# ABOUT THIS EXERCISE:
Return, unchanged and with no pictures, the lines below from the very first through the one that contains "the black sleeve".

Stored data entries

--- --- ---

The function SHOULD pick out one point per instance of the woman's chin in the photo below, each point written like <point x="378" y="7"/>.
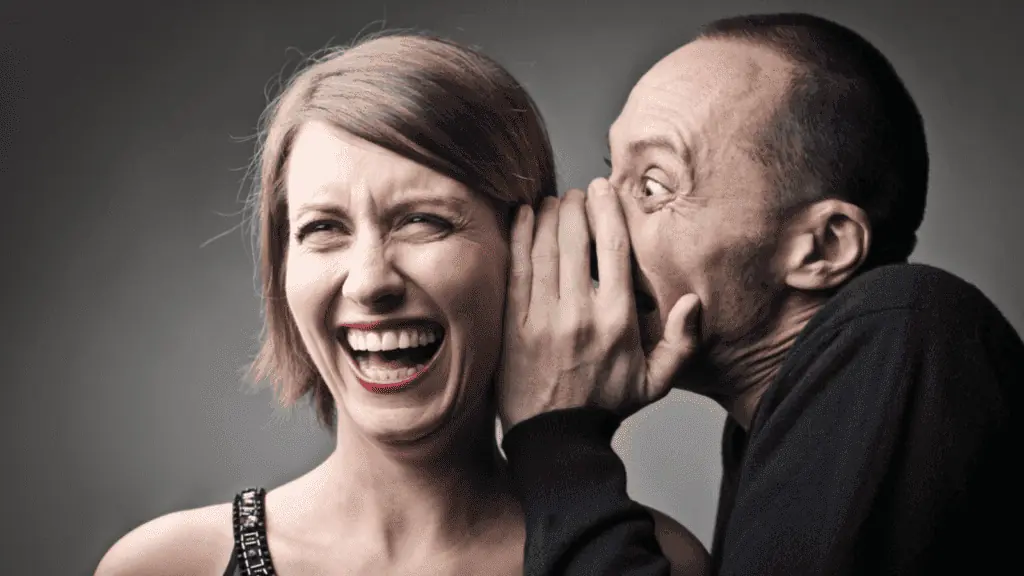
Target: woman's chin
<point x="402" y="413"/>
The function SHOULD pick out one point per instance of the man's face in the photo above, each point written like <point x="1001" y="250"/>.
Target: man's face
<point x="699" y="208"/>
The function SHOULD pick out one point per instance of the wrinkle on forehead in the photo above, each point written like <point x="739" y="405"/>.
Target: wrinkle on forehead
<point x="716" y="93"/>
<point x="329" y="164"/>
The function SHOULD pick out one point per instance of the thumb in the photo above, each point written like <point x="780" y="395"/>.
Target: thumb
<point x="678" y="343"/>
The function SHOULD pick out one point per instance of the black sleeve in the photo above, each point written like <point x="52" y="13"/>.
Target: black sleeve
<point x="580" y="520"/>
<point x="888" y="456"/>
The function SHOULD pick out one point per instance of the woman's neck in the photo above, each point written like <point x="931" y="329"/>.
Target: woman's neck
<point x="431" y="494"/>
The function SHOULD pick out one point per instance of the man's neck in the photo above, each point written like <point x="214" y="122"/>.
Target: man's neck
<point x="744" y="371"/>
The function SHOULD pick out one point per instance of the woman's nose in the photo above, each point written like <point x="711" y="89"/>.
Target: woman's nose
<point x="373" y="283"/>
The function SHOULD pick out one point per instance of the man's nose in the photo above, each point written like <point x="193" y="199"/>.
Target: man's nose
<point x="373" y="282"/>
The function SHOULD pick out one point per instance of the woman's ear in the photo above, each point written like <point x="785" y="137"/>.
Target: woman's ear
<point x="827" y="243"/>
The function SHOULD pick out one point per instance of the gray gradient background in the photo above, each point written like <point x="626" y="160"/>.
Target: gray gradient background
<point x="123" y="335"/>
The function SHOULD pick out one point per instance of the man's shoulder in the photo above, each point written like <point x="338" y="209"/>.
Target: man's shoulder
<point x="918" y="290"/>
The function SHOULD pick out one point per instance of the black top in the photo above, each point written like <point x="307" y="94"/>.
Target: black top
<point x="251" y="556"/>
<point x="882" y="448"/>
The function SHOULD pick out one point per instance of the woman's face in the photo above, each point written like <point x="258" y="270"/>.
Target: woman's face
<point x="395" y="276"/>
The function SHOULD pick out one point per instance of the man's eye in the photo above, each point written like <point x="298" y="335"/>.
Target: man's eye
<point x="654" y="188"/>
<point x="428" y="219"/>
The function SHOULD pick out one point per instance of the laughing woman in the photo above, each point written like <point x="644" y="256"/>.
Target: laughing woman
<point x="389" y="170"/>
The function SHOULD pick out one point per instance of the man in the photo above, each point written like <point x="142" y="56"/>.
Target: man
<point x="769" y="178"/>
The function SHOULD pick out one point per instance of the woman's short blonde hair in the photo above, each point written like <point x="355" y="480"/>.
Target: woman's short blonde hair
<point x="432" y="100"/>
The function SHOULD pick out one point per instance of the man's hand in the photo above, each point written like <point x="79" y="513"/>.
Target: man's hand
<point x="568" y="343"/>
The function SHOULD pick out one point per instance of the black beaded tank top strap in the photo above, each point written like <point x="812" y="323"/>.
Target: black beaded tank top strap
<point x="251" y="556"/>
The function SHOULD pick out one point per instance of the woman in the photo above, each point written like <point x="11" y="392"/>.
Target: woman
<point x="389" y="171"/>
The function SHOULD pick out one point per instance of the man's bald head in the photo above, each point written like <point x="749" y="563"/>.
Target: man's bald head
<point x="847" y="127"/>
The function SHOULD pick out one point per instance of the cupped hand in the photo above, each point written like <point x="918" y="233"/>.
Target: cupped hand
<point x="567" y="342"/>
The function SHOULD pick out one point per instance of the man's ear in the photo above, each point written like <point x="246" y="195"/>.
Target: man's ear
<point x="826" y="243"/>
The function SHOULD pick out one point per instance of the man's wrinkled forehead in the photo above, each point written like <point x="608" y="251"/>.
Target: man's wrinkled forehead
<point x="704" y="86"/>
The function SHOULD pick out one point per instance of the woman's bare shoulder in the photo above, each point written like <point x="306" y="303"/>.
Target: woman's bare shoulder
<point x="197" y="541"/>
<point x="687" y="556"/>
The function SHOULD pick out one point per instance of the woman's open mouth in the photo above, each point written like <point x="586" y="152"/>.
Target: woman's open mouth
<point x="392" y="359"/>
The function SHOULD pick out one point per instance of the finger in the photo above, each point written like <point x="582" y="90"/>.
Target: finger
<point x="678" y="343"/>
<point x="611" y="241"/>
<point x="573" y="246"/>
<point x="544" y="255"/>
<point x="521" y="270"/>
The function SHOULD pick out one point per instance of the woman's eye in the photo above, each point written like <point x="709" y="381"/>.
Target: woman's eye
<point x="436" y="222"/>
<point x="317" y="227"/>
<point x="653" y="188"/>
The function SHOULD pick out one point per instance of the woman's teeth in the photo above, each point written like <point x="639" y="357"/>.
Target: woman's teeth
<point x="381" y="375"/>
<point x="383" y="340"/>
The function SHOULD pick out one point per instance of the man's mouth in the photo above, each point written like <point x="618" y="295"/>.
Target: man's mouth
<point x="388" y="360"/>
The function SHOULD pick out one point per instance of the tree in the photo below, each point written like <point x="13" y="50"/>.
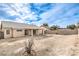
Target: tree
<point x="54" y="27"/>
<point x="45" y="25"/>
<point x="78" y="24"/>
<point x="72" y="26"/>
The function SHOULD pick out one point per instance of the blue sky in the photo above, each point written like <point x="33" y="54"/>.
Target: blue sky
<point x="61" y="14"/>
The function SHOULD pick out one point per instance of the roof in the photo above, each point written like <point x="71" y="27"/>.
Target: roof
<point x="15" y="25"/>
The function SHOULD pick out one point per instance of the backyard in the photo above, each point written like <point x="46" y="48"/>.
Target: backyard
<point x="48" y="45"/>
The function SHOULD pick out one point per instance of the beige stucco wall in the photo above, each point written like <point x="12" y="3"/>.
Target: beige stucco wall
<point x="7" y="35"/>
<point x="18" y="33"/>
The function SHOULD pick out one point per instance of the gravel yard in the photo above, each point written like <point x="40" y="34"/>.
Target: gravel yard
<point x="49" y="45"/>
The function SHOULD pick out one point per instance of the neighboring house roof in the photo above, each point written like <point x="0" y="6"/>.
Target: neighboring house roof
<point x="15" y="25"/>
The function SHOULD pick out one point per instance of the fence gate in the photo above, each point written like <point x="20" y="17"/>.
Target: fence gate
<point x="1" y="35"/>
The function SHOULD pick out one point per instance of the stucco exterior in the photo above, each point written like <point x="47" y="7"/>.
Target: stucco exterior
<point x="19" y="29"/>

--- --- ---

# ANSWER SECTION:
The function SHOULD pick out one point per instance of the woman's chin in the photo below, each point written like <point x="378" y="7"/>.
Target: woman's chin
<point x="402" y="413"/>
The function SHOULD pick out one point per instance of the man's face in the photo above, each point written like <point x="1001" y="250"/>.
Target: man's face
<point x="699" y="208"/>
The function SHOULD pick out one point per instance of the wrinkle on forehead in the photo above, each point written like <point x="739" y="405"/>.
Target: wrinkle on forehead
<point x="716" y="93"/>
<point x="329" y="164"/>
The function SHOULD pick out one point per instance of the thumb in the photo above, each point written like <point x="780" y="395"/>.
Target: thumb
<point x="678" y="343"/>
The function SHOULD pick out one point per instance of the black sleeve in the photo above, each point written like <point x="52" y="13"/>.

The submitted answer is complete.